— start —

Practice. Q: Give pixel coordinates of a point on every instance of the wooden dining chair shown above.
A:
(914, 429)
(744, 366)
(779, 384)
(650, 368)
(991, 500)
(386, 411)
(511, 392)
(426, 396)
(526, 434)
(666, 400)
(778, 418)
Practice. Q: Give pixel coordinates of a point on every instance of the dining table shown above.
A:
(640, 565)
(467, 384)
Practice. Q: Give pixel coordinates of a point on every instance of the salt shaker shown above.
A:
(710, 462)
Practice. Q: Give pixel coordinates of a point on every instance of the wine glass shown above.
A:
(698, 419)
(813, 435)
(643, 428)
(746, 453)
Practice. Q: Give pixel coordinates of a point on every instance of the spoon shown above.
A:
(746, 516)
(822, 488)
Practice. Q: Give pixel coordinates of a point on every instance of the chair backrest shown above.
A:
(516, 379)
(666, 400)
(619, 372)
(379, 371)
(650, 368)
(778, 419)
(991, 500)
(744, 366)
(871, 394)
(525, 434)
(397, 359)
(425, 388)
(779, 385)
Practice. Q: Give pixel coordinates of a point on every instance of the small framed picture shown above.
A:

— end —
— start —

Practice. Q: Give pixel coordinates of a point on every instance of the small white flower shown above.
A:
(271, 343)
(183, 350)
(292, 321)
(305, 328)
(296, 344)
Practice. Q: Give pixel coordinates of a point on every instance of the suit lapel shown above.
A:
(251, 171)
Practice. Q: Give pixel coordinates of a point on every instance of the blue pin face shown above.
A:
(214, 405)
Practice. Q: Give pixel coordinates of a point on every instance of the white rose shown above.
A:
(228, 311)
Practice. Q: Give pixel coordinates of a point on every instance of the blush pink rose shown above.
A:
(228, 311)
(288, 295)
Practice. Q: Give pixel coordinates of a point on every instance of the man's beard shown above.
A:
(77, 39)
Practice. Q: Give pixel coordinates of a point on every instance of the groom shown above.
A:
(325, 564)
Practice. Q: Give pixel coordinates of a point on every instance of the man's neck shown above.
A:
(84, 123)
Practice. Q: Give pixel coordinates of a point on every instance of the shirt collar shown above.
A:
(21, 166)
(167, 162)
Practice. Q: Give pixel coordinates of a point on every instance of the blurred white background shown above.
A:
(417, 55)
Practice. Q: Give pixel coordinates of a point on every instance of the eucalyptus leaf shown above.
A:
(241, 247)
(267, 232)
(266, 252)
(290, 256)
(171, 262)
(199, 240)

— end —

EXERCISE: List each line of the records above that contains the word "chair".

CORRECT ANSWER:
Practice. Q: Give pixel coordinates of a point on every instance of the wooden dining chair shown above.
Practice. Q: Give pixel coordinates of a point on every instance of the chair backrest shown above.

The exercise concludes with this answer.